本文:
----

アンマリ世間で話題沸騰、みたいな作品を手に取ることはないのですが、あらすじをざっと耳にした限りだと幻想小説っぽくもあったりしたので、とりあえず読んでみました。アマゾンをはじめ大方のレビューでは、ゴミクズみたいな物語で、出来レースじゃなければ絶対に出版は不可能だったんじゃないノ等等……と色々と言われているようですが、個人的にはそれほどヒドいとは思えないし、なかなか愉しめました。特にミステリにも通じる最後のオチに絡めた伏線の技巧など見るべき所もある佳作、という印象でしょうか。
物語は駄洒落好きな中年野郎が飛び降り自殺を試みるも、謎の黒服に呼び止められる。どうせ死ぬならその体、売って頂戴と男に言われるまま主人公は臓器提供を決断。しかし薄幸の美少女との出会いがやがて、……という話。
冒頭の鄕愁を誘うシーンから前評判通りの駄洒落が飛び出すシーンには脱力してしまうのですが、世にも奇妙な物語というか、かなり手垢のついた謎の男の登場も含めて、前半の展開は多分に既視感を伴うものでやや冗長ながら、美少女と出会ったあたりからかなり雰囲気が良くなってきます。

----

資料の抜粋:
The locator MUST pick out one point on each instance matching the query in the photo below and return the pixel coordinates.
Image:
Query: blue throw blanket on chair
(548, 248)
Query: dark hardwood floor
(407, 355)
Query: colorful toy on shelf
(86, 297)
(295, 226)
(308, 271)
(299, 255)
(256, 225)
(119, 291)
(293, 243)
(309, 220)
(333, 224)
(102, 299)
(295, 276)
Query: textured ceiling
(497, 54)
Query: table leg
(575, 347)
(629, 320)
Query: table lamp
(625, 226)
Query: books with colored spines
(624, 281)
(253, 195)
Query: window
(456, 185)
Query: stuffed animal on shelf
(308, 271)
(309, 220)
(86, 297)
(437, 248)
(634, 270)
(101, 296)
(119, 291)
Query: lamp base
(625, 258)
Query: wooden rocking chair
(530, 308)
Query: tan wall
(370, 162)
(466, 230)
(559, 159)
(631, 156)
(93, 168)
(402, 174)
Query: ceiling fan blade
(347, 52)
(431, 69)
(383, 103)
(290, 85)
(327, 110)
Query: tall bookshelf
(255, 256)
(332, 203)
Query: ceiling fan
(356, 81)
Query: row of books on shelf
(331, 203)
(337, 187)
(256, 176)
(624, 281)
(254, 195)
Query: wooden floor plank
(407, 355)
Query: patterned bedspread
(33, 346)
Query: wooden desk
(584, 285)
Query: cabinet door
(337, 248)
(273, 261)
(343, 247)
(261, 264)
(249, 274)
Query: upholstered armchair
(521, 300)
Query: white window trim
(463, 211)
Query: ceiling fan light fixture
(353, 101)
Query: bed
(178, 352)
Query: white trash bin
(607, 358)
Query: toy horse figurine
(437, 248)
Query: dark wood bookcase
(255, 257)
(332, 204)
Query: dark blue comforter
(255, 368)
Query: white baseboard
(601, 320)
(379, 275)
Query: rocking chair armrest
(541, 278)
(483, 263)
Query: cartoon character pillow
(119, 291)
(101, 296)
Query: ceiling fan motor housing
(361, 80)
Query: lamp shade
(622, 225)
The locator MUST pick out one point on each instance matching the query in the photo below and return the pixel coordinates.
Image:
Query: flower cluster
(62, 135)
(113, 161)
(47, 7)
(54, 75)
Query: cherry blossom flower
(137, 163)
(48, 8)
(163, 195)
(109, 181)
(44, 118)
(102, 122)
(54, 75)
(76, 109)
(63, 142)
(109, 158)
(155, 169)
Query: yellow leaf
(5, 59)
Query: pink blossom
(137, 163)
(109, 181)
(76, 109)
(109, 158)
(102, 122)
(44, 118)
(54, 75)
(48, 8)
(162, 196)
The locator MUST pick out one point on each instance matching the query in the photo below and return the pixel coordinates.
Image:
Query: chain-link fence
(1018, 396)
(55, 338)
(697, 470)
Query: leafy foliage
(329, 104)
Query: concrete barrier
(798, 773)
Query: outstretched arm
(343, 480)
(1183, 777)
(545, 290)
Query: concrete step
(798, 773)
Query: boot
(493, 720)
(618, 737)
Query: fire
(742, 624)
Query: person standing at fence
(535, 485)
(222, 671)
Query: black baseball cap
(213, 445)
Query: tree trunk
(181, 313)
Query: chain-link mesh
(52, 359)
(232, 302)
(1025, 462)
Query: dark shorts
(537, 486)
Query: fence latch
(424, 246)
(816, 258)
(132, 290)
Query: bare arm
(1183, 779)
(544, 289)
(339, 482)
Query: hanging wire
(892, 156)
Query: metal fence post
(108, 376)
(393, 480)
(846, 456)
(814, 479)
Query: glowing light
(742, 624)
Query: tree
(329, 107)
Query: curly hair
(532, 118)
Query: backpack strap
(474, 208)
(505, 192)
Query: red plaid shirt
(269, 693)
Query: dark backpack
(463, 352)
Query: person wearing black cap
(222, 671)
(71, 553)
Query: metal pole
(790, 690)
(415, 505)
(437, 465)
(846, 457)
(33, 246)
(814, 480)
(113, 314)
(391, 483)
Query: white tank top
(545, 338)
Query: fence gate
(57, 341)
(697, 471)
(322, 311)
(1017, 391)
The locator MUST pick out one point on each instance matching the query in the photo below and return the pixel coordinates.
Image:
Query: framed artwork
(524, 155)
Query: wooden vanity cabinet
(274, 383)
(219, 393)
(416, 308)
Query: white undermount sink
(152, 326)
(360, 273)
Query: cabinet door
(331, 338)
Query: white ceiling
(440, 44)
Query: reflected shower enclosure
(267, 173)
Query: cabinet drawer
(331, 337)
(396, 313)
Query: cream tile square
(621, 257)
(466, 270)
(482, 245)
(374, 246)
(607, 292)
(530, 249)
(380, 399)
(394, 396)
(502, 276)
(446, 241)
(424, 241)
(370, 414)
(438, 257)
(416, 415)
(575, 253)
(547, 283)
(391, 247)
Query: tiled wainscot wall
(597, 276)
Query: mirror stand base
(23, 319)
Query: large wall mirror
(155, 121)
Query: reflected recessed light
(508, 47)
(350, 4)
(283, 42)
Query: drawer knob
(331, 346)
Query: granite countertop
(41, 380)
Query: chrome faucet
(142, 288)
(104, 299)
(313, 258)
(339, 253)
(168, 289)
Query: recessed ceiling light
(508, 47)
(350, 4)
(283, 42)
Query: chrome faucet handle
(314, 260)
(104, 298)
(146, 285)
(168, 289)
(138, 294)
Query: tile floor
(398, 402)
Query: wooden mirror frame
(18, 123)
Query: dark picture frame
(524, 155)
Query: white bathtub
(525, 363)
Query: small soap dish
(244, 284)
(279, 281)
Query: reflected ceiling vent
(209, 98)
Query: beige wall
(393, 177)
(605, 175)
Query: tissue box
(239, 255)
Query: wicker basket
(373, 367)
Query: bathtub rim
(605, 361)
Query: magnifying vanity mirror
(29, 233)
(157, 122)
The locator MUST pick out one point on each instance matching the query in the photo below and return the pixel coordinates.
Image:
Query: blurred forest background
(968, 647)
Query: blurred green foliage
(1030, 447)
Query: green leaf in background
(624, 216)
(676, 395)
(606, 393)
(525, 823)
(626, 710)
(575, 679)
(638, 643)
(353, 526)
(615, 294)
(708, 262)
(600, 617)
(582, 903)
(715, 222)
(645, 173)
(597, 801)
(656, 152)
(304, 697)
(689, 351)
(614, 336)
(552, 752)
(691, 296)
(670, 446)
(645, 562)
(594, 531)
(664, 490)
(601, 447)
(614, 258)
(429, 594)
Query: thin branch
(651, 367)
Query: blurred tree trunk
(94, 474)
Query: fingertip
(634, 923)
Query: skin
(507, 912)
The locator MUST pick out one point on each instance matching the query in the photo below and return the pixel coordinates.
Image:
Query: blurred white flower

----

演習課題:
1: 書評のうち「物語は駄洒落好きな中年野郎が」で始まる段落を、主な内容を残して短く書き直しなさい。
2: 次の(a)〜(c)が書評の内容と合っているかを、はい・いいえで答えなさい。それぞれ判断の決め手となる本文の語句をそのまま引用すること。
(a) 筆者はこの作品をかなり楽しめたと述べている。
(b) 筆者は物語の前半の展開に新鮮さを感じている。
(c) 主人公は黒服の男からの臓器提供の話を断った。
3: 書評の最後の文に続けて、その先を書き継ぎなさい。

各課題の解答:
1: 駄洒落好きの中年男が飛び降り自殺を図るが、謎の黒服の男に呼び止められる。死ぬならその体を売ってほしいと言われ、男は臓器提供を決める。しかしやがて、薄幸の美少女と出会う。

2:
(a) はい。「なかなか愉しめました」
(b) いいえ。「前半の展開は多分に既視感を伴うもの」
(c) いいえ。「主人公は臓器提供を決断」

3:
前半は専門用語なども交えて臓器移植のことが色々と語られるのですが、この中途半端にリアリズムを持たせたところがマイナスに作用しているのでは、というのは自分のようなボンクラにも感じられるところでありまして、正直、前半のもたついた展開はかなり退屈。しかし上にも述べた美少女の登場によって、ヘンにリアリズムを持たせることは放棄、物語は大きくファンタジーへと傾いていきます。
とはいえ、臓器移植というのは最後のオチにも繋がるキモでもあり、この中途半端なリアリズムの中でさらりと語られるある会話が重要な意味を持っていることは指摘しておくべきで、逆にいうとこれがあるからこそ、伏線を愛でるミステリ読みとしてはどうしても本作の評価をあげてしまいたくなるというのもまた事実。
以下はネタバレなので、文字反転します。
主人公は色々あった後、ドナーとなって肉体的な死を迎えるのですが、もうひとりの主要登場人物の病によって、主人公の脳はこの人物の肉体へと移植され、その結果、彼は蘇るわけですが、それは同時に「KAGEROU」というタイトルにもある蜉蝣の変態と見事な重なりを見せています。そこで注目されるべきは、上にも述べた臓器移植云々が専門用語も交えて冗長に語られる前半部のある会話でありまして、主人公が自らの肉体を査定してもらうのですが、そこのシーンを引用すると、
「どんなに立派で素晴らしい脳であってもポイントにはならないんです」
……
「正解かよっ! ってことはあれだ、俺の心や魂はゴミ箱行ってことだ!」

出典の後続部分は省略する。